What to work on = All lines from the one with "Your objective is to locate every instance of forest" through the last are to be given again exactly as they stand in the data below, and only those.

>>>>

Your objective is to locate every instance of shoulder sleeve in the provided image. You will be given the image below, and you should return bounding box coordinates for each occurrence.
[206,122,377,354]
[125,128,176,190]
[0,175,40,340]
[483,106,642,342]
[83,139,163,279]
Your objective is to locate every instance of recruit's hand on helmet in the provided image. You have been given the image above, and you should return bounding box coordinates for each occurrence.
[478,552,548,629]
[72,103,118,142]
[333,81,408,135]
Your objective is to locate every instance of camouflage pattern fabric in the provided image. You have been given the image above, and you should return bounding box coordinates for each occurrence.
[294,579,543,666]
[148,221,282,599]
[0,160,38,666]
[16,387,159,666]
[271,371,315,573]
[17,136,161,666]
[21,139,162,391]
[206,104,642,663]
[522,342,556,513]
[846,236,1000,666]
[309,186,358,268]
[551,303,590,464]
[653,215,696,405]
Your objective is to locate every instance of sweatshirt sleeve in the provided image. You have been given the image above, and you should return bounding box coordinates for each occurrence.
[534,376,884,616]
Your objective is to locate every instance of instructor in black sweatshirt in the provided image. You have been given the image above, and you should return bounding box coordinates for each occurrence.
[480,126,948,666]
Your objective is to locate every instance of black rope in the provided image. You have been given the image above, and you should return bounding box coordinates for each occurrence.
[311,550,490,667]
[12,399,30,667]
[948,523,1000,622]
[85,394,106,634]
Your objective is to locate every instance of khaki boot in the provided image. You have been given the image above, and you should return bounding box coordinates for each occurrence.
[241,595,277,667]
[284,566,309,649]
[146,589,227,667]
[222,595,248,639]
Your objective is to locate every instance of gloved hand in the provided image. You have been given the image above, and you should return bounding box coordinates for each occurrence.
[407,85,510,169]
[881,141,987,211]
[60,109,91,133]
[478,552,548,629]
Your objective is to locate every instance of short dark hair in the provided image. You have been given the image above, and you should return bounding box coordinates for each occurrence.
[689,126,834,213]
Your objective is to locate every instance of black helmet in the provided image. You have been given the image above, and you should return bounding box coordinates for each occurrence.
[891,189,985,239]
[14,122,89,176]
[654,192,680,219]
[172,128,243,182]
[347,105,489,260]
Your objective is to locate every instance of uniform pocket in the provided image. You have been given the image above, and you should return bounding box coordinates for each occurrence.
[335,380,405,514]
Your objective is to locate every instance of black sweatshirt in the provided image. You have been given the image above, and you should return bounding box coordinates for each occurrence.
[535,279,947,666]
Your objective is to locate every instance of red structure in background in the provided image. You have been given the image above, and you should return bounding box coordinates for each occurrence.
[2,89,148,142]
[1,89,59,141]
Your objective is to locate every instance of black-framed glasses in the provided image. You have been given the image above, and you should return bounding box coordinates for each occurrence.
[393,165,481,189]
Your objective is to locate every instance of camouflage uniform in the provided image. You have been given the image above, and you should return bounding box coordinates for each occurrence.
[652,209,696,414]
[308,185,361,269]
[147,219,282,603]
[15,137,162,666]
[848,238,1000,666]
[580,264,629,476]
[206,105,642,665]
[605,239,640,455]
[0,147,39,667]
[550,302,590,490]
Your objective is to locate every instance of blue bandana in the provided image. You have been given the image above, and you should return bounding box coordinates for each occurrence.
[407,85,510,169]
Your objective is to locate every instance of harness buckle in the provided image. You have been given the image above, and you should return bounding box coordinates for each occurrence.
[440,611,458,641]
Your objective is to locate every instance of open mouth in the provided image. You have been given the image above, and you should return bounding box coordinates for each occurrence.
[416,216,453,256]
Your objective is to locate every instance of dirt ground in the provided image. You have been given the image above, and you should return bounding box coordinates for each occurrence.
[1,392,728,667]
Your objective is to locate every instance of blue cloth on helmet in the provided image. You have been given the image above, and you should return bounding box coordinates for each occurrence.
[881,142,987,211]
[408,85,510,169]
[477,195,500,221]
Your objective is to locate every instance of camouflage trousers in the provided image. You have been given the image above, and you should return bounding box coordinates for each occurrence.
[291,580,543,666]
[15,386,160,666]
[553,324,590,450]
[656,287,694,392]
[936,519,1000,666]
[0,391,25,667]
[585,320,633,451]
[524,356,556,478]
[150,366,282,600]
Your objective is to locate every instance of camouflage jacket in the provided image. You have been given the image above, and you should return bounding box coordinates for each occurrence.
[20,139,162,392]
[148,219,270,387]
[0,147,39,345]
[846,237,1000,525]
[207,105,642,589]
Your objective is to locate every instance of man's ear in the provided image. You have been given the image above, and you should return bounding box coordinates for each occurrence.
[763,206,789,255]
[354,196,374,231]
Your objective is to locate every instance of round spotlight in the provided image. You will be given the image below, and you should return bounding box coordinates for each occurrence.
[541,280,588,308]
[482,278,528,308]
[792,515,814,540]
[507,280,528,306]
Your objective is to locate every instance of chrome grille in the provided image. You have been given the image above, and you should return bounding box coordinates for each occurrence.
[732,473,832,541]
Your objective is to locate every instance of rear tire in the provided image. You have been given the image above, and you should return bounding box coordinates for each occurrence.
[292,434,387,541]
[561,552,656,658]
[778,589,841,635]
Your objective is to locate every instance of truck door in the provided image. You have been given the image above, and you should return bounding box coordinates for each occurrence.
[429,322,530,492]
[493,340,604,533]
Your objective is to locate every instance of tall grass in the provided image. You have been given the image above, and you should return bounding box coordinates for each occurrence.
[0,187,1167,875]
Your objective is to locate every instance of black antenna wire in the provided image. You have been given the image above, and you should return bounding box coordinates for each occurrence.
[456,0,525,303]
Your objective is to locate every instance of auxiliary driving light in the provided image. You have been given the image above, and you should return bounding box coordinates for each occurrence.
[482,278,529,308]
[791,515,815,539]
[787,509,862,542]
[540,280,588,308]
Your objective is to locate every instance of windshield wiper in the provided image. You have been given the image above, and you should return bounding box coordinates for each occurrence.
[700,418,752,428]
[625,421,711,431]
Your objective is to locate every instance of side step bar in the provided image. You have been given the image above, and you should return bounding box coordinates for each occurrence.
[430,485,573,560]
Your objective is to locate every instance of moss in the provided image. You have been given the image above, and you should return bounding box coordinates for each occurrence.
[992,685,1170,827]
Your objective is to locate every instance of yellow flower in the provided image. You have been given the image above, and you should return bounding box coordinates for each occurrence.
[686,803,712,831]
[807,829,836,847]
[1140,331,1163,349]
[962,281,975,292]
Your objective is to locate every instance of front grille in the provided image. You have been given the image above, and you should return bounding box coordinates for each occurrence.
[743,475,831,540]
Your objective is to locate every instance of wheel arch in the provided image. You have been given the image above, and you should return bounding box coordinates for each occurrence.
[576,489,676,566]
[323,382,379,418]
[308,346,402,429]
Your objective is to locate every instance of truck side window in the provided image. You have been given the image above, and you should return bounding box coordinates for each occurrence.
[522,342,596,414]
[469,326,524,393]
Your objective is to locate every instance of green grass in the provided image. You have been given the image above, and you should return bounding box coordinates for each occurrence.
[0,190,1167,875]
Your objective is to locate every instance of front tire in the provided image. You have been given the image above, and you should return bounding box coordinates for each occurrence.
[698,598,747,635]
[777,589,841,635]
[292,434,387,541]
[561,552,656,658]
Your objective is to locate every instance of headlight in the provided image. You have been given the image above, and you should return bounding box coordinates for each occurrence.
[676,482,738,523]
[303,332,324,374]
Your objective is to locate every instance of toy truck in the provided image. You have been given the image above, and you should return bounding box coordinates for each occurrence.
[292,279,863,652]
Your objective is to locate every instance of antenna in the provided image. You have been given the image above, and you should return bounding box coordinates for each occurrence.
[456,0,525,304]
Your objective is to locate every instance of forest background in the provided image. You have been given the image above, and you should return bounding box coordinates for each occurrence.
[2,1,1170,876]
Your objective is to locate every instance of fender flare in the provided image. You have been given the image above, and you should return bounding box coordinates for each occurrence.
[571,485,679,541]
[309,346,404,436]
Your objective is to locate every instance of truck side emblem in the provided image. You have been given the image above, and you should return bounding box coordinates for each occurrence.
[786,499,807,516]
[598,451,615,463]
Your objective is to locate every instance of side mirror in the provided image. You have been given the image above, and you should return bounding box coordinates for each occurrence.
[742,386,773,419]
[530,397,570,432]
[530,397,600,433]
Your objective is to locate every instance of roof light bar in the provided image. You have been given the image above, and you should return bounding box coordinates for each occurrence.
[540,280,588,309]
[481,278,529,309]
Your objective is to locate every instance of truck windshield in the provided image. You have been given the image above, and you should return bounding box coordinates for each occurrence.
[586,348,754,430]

<<<<

Solution to this problem =
Your objective is to locate every instance of forest background in the provided image. You have been given the image above, and you should return bounding box coordinates for each occurrence.
[2,1,1170,876]
Your objective is to locate every instance of fender flare in the provided image. You have been given the image above, and you should return bounding box coordinates for each occurrence.
[571,485,679,541]
[309,346,404,436]
Your objective is to locate every instance of truck side emblem in the provided image. You have been given the image above, and you should return bounding box coordinates for each occurrence.
[786,499,807,516]
[598,451,615,463]
Your objective is to locate every instance of side mirror in the provided image. You have been given the image above, and you should return bounding box coordinates for each occurrence.
[742,386,773,419]
[530,397,570,432]
[530,397,600,433]
Your objective is to locate every instance of roof light bar in the provided image. You have been given the image above, and you should return bounding box coordinates for each occurrence.
[540,280,588,309]
[481,278,529,309]
Your objective is to locate every instance of truck windshield in the provided image. You have been given the image above, and you should return bounding box coordinates for each occurrence.
[586,348,754,430]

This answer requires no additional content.